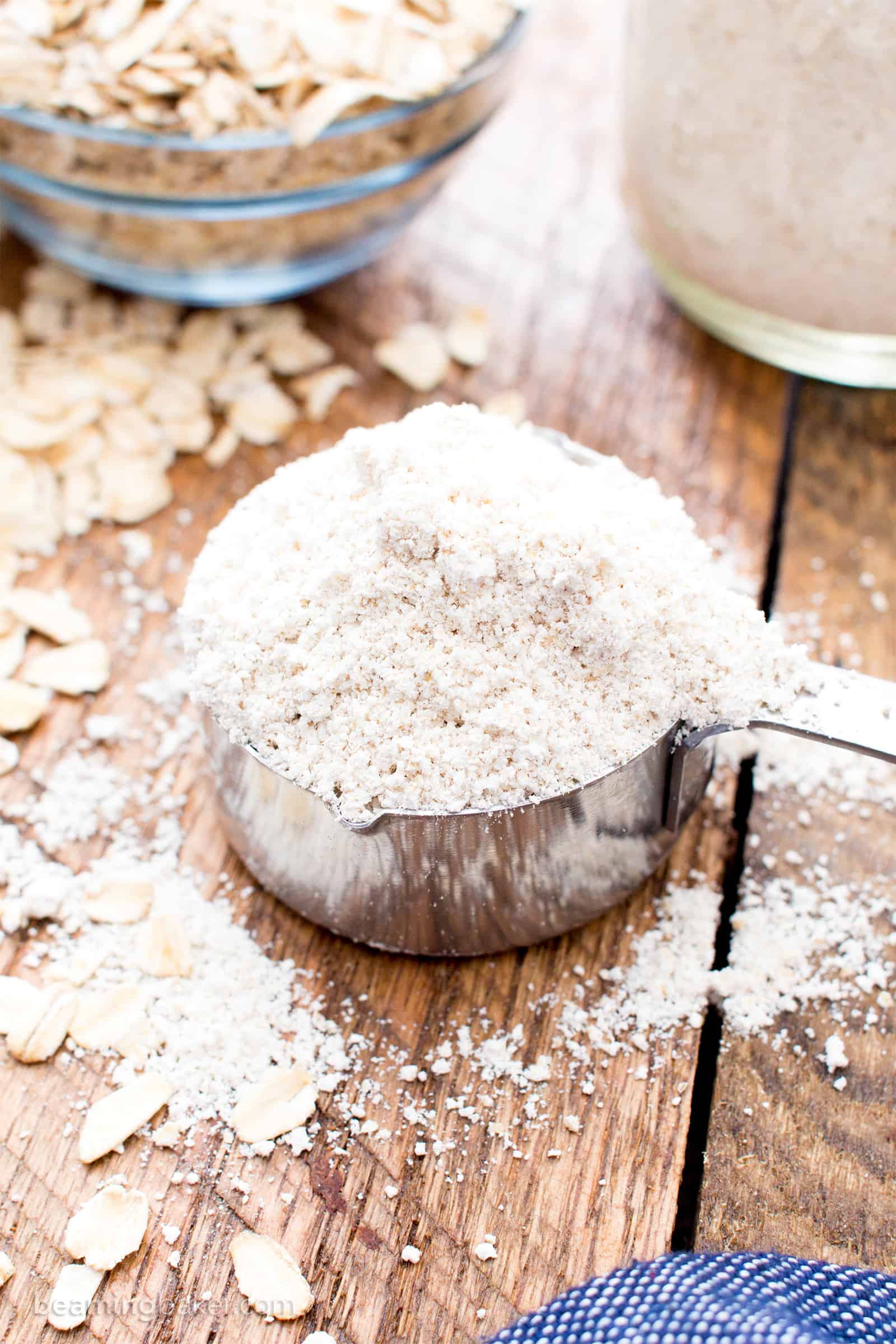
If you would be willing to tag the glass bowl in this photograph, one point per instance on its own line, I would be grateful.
(237, 218)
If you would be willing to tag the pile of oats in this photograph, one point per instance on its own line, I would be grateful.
(207, 66)
(99, 395)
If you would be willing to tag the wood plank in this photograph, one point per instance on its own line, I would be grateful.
(530, 229)
(812, 1171)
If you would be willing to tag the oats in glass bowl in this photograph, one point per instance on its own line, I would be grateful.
(187, 151)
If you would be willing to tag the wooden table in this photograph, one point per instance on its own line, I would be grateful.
(785, 471)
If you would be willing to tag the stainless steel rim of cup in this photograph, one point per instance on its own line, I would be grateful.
(454, 885)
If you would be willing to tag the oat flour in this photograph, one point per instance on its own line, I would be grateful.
(449, 613)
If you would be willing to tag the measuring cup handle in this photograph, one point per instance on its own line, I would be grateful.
(847, 710)
(844, 710)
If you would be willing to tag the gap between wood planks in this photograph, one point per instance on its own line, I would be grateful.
(683, 1233)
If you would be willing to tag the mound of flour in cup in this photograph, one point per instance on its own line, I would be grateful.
(449, 613)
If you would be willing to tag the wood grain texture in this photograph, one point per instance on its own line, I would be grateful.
(531, 229)
(813, 1171)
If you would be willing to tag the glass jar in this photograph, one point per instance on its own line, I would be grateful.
(759, 148)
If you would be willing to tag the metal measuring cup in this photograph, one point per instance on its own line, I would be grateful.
(470, 884)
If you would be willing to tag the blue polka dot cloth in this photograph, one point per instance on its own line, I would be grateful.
(736, 1299)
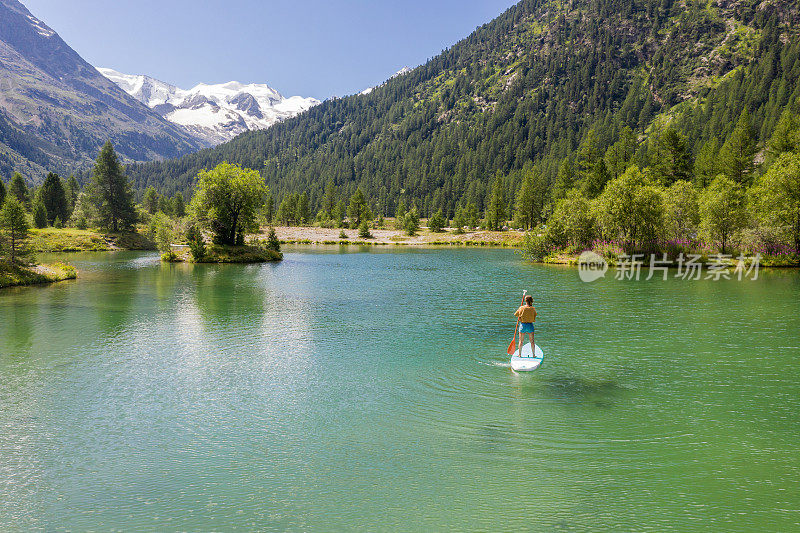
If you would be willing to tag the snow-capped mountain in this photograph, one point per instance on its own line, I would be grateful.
(216, 113)
(404, 70)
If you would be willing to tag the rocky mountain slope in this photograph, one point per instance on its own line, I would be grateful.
(214, 113)
(544, 83)
(56, 110)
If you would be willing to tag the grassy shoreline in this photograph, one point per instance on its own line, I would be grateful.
(391, 237)
(15, 275)
(52, 240)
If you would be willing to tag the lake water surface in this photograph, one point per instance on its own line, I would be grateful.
(369, 389)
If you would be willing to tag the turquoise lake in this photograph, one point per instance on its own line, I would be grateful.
(368, 389)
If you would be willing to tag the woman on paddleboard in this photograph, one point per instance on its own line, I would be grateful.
(526, 314)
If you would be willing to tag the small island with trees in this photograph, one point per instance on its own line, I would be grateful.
(58, 216)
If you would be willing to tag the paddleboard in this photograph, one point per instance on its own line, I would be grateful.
(528, 361)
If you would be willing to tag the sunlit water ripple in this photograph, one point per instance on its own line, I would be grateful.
(370, 390)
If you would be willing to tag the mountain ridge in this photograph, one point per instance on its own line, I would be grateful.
(56, 110)
(527, 89)
(214, 112)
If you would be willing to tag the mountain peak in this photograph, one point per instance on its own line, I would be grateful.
(57, 110)
(214, 112)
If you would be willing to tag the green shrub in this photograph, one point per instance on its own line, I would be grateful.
(197, 246)
(411, 222)
(536, 247)
(437, 222)
(273, 243)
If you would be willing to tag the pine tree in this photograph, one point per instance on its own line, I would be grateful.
(565, 179)
(303, 213)
(437, 222)
(358, 209)
(496, 212)
(269, 209)
(329, 199)
(722, 210)
(72, 189)
(20, 190)
(620, 154)
(150, 201)
(363, 230)
(672, 160)
(14, 229)
(786, 137)
(594, 183)
(54, 198)
(737, 154)
(39, 213)
(111, 193)
(178, 206)
(411, 221)
(165, 205)
(273, 243)
(530, 199)
(706, 164)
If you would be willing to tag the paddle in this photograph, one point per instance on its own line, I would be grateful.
(513, 346)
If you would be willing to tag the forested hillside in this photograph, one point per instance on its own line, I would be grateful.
(584, 87)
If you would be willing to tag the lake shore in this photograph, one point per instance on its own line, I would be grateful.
(388, 237)
(51, 240)
(14, 275)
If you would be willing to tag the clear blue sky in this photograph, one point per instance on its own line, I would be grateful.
(316, 48)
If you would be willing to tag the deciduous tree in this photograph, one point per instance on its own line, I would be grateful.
(722, 210)
(227, 200)
(111, 192)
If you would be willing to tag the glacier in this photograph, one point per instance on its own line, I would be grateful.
(214, 113)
━━━━━━━━━━━━━━━━━━━━
Exercise brief. Copy every line of the records above word for word, without the pictures.

Response to the exercise.
If you would be willing to tag the glass bowl in this photograph, one point per instance on its own line, I would be grateful.
(237, 218)
If you would be willing to tag the pile of oats in this photograph, one point per instance on its own line, I would be grateful.
(207, 66)
(99, 395)
If you would be willing to tag the wood plank in this photograph, one point per instance on its own line, I would be grateful.
(530, 229)
(812, 1171)
If you would be willing to tag the oats in glass bowl in this photograph, one point per instance on its own line, I would be grateful.
(187, 151)
If you would be willing to tag the wooden table in this photograph, one point per instance on its own line, I would be grateful.
(785, 471)
If you would be willing to tag the stainless steel rim of cup in this photograph, one point per instance on its own line, I would be grateful.
(454, 885)
If you would be willing to tag the oat flour in this photograph, one point per instance on its own line, I would be grateful.
(449, 613)
If you would be willing to tag the measuring cup handle in this photograph, one point per instance on its own line, I would be grateful.
(847, 710)
(844, 710)
If you would be willing to tag the gap between wood planks in this photograph, one point per instance on its own line, I would be grateful.
(683, 1233)
If you would be willing to tag the mound of flour in cup in this photograph, one point per instance on its own line, I would be grateful.
(449, 613)
If you would be willing to tag the wood grain texture in this photograph, one point per instance on its own line, I would be grateful.
(531, 229)
(813, 1171)
If you would be willing to tag the glass jar in this photograph, one point per instance on its own line, I would be grateful.
(759, 148)
If you would be willing to tag the metal measuring cup in this photograph, one point per instance on its own line, I would be grateful.
(470, 884)
If you would be willing to tag the blue polka dot cloth in this photograph, one point per instance on its own line, I would be grateful.
(736, 1299)
If you would be willing to tag the snow-capped mountain in this photograph, one point per instance on its own line, I would be grateful.
(216, 113)
(404, 70)
If you would be willing to tag the rocky mountain slope in this photograph, one point per instance on its own line, I would be grateful.
(214, 113)
(544, 83)
(56, 110)
If you would be willing to tag the grassy shoreline in this photograph, one point per instance on its own line, I would be grateful.
(391, 237)
(15, 275)
(52, 240)
If you would be willing to tag the lake water surface in this photograph, one point per instance on its own line, I would be grateful.
(369, 389)
If you would be willing to tag the turquoise lake in this photograph, one point per instance on its own line, I would be grateful.
(368, 389)
If you would be willing to tag the woman on paddleboard in this photograph, one point per instance on its own line, I would be grateful.
(526, 314)
If you would be willing to tag the small island with trees in this photograph, one point per instance on its own line, I would be grateful.
(58, 216)
If you would be willing to tag the paddleboard in this photograph, one point per instance on its own line, I would be grateful.
(528, 361)
If you would be willing to tag the sunlit water ripple in this photograph, one point per instance on its own line, I would be grateful.
(370, 390)
If you would be willing to tag the mountain ridge in this photograph, one point per instance on its own line, I would be grateful.
(56, 110)
(527, 89)
(214, 112)
If you would be willing to tag the mountain peak in this photograph, one point per instance on its own line, I would be grateful.
(57, 110)
(214, 112)
If you would be willing to tag the green shrub in this photograph, one point per instance on its own line, I would be grateful.
(197, 246)
(411, 222)
(536, 247)
(437, 222)
(273, 243)
If you would be willing to tag the pine tree in this photograph, one point per instance on its own line, I would be grateful.
(565, 179)
(303, 213)
(437, 222)
(358, 209)
(496, 212)
(269, 209)
(329, 199)
(722, 210)
(72, 189)
(20, 190)
(620, 154)
(150, 201)
(363, 230)
(672, 160)
(14, 229)
(786, 137)
(594, 183)
(54, 198)
(737, 154)
(39, 213)
(111, 193)
(178, 206)
(411, 221)
(165, 205)
(273, 243)
(530, 199)
(706, 164)
If you would be willing to tag the paddle in this photograph, one point per instance on its own line, I would be grateful.
(513, 346)
If you would be willing to tag the forested hillside in this photograph, one point per instance on its own line, I would be grateful.
(584, 87)
If you would be willing to tag the lake shore in this photograph, one point per instance on its own line, I would be grateful.
(388, 237)
(51, 240)
(14, 275)
If you would be willing to tag the clear blue sky in this photograph, one point per instance on its own line, I would be grateful.
(316, 48)
If you would be willing to tag the deciduous tree in this photograph, one point per instance on its own line, I would be grateful.
(722, 210)
(227, 200)
(111, 192)
If you would be willing to tag the glacier in this photograph, one point per instance on its own line, I would be grateful.
(214, 113)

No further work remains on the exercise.